(EXTRACTED MATERIAL)

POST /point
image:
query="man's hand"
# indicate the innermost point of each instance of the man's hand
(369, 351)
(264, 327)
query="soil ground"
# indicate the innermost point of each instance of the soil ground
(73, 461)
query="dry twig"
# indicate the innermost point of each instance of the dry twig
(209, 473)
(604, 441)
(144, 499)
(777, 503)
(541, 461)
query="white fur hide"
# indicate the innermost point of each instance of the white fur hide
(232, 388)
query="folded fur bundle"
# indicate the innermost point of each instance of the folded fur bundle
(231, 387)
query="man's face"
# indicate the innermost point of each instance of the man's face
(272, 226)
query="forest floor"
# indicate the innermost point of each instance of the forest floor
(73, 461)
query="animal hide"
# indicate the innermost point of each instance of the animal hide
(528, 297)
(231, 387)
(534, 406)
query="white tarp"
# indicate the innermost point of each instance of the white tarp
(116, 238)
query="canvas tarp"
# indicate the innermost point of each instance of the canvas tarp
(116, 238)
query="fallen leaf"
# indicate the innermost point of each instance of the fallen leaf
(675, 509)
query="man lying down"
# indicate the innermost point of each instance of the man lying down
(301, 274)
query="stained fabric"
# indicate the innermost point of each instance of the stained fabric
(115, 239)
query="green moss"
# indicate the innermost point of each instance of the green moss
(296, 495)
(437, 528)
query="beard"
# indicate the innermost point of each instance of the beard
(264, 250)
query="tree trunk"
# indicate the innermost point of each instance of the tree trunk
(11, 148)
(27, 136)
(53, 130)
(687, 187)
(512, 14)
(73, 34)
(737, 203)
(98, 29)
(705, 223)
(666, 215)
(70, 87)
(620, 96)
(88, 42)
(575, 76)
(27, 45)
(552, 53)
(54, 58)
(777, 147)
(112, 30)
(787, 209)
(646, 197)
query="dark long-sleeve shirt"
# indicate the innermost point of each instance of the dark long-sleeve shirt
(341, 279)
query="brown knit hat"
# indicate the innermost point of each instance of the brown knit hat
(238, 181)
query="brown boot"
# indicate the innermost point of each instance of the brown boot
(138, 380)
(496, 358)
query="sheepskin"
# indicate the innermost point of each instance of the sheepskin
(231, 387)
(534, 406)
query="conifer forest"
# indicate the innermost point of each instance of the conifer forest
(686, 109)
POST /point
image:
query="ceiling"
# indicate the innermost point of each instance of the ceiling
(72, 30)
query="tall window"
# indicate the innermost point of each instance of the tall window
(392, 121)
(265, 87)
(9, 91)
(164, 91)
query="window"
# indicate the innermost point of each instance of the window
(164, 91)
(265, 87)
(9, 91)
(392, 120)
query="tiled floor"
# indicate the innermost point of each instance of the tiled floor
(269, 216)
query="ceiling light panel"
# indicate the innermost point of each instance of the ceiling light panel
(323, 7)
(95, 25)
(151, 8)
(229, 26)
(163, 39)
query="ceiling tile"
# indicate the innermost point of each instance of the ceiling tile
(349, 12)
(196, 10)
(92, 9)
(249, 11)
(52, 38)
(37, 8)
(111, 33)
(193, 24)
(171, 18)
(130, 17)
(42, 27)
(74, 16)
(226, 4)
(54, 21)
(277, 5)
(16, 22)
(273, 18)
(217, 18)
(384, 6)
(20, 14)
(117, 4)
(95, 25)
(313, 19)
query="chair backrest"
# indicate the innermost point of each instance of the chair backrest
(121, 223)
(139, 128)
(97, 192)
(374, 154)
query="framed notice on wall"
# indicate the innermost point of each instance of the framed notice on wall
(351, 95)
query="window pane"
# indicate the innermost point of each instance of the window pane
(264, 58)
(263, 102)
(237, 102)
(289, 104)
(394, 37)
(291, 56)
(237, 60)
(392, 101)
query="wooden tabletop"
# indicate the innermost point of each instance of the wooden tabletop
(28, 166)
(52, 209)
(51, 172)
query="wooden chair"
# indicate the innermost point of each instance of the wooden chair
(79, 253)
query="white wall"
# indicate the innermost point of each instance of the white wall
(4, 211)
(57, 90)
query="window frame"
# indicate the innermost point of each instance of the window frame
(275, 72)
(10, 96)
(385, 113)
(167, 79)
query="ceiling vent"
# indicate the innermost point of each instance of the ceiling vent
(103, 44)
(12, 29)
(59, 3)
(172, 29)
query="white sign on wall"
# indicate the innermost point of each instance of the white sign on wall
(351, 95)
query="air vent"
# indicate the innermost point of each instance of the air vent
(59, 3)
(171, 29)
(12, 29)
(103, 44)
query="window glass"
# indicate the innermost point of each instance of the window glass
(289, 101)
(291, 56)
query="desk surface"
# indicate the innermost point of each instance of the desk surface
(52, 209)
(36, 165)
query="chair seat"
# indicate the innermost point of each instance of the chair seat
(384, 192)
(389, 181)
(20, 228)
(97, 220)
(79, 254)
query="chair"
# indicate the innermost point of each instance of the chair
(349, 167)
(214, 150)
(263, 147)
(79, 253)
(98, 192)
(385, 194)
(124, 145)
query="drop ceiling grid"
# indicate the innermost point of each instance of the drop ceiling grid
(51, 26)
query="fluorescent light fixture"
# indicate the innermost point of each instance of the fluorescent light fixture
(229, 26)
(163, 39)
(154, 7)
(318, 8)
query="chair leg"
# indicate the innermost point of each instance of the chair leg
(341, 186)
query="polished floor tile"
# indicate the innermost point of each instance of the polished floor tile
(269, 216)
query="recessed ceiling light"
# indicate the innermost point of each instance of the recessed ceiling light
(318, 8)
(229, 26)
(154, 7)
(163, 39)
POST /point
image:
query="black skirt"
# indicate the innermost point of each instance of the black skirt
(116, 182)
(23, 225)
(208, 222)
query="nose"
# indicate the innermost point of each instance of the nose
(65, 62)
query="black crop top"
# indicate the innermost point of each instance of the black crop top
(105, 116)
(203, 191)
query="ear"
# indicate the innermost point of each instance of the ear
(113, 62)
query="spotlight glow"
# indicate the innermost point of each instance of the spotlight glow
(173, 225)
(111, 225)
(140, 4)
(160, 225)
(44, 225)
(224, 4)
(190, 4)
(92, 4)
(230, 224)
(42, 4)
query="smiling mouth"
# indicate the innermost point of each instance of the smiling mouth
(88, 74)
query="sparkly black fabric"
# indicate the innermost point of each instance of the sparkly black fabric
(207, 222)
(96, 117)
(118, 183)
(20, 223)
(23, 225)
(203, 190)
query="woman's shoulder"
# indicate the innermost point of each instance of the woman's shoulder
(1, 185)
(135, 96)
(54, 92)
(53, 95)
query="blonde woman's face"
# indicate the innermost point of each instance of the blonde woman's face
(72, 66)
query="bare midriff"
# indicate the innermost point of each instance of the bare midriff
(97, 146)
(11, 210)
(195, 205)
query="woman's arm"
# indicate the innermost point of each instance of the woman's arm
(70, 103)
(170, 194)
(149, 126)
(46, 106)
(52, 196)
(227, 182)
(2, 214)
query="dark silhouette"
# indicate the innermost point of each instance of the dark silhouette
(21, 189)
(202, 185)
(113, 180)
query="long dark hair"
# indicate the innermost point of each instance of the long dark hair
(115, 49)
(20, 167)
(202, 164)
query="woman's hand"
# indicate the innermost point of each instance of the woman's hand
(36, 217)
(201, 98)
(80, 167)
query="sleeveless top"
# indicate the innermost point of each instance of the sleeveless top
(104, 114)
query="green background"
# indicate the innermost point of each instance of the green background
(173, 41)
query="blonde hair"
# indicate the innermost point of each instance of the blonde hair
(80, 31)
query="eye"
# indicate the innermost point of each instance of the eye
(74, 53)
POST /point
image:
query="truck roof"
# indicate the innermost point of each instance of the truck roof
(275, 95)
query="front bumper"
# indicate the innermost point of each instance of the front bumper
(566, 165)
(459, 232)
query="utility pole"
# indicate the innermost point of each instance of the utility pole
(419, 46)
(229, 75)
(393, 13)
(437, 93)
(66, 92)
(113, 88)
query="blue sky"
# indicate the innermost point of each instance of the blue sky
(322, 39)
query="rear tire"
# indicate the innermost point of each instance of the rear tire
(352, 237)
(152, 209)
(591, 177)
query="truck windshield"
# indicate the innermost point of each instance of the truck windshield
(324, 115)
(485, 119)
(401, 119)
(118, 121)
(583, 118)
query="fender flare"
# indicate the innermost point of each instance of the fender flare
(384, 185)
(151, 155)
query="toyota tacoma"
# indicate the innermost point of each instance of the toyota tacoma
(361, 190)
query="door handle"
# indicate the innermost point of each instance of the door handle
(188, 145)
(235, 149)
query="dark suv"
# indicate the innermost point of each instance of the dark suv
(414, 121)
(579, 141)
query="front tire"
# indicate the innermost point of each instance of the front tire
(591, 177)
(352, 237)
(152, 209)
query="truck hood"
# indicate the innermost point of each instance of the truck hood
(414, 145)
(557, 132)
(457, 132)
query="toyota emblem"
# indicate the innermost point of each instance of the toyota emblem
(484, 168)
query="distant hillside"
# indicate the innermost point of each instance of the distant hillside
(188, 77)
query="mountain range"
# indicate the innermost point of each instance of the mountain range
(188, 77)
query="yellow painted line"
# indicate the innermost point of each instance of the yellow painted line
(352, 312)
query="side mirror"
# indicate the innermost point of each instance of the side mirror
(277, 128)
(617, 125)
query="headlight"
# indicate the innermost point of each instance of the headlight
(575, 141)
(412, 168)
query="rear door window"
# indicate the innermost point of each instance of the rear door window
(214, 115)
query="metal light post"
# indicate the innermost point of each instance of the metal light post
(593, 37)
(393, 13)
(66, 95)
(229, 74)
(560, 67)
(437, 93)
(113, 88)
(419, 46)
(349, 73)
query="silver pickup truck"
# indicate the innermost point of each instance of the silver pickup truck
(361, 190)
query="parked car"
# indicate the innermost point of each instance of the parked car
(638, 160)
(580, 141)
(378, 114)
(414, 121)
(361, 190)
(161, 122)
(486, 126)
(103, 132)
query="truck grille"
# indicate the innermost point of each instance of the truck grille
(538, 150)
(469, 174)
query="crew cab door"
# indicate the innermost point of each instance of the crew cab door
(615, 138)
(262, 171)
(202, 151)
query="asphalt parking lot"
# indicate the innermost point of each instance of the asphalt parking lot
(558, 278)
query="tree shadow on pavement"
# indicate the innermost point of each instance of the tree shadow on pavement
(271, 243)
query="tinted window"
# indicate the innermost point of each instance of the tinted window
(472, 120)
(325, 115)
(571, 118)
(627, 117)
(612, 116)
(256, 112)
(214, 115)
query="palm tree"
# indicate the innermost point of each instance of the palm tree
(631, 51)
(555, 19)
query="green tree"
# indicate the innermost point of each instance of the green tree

(End EXTRACTED MATERIAL)

TASK => Each line from the one that contains "# indicate the innermost point of each instance of the palm" to the end of the data should be set down exactly, both ends included.

OUTPUT =>
# indicate the innermost point of each instance of the palm tree
(631, 51)
(555, 19)
query="green tree"
# indicate the innermost point of each instance of the green tree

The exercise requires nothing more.